• **EXERCISE INSTRUCTIONS**: Change "split by a single space" to "separated by a single space" everywhere in the listing below, keeping all other text the same.

[Items in a dataset]

++++++++++

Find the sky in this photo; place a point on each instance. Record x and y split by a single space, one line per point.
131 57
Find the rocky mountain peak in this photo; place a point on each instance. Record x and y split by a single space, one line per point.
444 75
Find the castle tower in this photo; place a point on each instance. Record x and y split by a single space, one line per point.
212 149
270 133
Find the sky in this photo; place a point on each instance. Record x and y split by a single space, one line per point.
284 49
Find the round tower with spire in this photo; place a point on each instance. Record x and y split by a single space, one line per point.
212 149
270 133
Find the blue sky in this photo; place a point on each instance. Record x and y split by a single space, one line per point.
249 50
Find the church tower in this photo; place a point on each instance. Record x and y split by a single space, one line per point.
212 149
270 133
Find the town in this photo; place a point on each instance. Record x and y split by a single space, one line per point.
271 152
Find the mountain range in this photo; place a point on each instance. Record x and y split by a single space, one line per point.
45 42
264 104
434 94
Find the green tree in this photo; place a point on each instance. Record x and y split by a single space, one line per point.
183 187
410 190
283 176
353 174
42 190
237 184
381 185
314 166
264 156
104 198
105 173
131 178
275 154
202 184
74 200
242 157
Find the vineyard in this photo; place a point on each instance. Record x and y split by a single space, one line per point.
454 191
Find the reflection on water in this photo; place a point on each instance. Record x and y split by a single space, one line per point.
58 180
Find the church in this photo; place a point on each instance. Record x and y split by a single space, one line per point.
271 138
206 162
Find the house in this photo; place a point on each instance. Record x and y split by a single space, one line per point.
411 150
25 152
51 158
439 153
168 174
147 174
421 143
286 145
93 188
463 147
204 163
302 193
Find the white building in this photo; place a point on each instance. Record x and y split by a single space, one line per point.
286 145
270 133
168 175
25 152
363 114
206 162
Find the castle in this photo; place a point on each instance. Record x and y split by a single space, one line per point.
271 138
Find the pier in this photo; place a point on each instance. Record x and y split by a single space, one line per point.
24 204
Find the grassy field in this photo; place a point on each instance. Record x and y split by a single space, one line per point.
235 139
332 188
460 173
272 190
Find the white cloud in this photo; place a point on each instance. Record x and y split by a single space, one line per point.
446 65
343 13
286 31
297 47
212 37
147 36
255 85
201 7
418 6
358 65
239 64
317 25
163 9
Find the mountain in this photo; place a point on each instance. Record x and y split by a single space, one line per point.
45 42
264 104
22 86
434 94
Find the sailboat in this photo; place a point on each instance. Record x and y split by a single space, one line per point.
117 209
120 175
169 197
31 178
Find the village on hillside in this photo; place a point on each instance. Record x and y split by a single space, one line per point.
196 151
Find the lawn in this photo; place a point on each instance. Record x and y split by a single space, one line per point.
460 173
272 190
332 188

++++++++++

• **EXERCISE SOLUTION**:
Find the sky in this photo; place a point on each instance. Record x and y separated by a single space, one line per point.
131 57
Find the rocky mountain peak in this photo; place a point on each instance. Record x and y separated by a single space, one line per point.
444 75
Find the castle tower in this photo; place a point on each instance. Record x and y separated by a single space, one line per point.
212 149
270 133
Find the sky in this photo; place a point on each instance. Record x and y separated by a single space, one line per point.
284 49
Find the round tower with spire in this photo; place a point on each instance. Record x and y separated by a single space, one line per point.
212 149
270 133
Find the blue sky in this photo; place a point on each instance. Record x and y separated by a single space, one line per point.
249 50
Find the church tower in this photo; place a point on each instance. Record x and y separated by a single space, one line per point.
212 149
270 133
Find the town in this photo; place a point on each instance. Record x and y separated by a single space, one line per point.
271 152
Find the mountain range in this photo; place a point on each instance. Record x and y separated by a single space, one line per point.
45 42
264 104
434 94
Find the green tree in this photo; place a point on each instance. Record x and y separated by a single space, one line per point.
183 187
410 190
283 176
353 174
42 190
237 184
381 185
314 166
264 156
104 198
105 173
131 178
275 154
202 184
74 200
242 157
Find the vineyard in this photo; place a point on each instance. Record x and y separated by a single space, one line per point.
454 191
Find the reflection on water in this photo; place a point on each instance. Record x and y separated by a single space, one line per point.
58 180
Find the church in this photo; place a point on each instance. Record x and y separated by a single space, one line per point.
271 138
206 162
Find the house in this photo; place a point on each instance. Record x and y separated by a single space, one line per point.
411 150
25 152
51 158
439 153
168 174
147 174
421 143
286 145
93 188
463 147
204 163
302 193
Find the white building in this photo; place a point on each instance. Record x and y separated by a single space, one line per point.
286 145
270 133
168 175
25 152
363 114
206 162
Find the castle in this photo; place a point on each instance. Record x and y separated by a single space, one line per point.
271 138
Find the pier in this photo; place a point on each instance. Record x and y separated by a single space, one line per point.
24 204
Find the grassy field in this photo; place a point on each instance. Record x and y separated by a single space, one line per point.
235 139
332 188
460 173
272 190
Find the white cloud in this photo; place a point on each instance. Record x and y separated by a single space, one line per point.
446 65
343 13
286 31
297 47
212 37
147 36
255 85
201 7
418 6
358 65
239 64
317 25
163 9
Find the mountain in this photo; place a point on each instance. Record x and y separated by a single space, one line per point.
45 42
264 104
22 86
434 94
Find the sailboat in this photo; place a point on each instance. Record x and y separated by a single space, one line per point.
117 209
120 175
169 197
31 178
Find the village on hillside in this photo; place a point on each instance. Record x and y separated by a single space, one line per point.
196 151
Find the lawn in this photo; place a point on each instance. Record x and y separated by a single space, one line per point.
460 173
272 190
332 188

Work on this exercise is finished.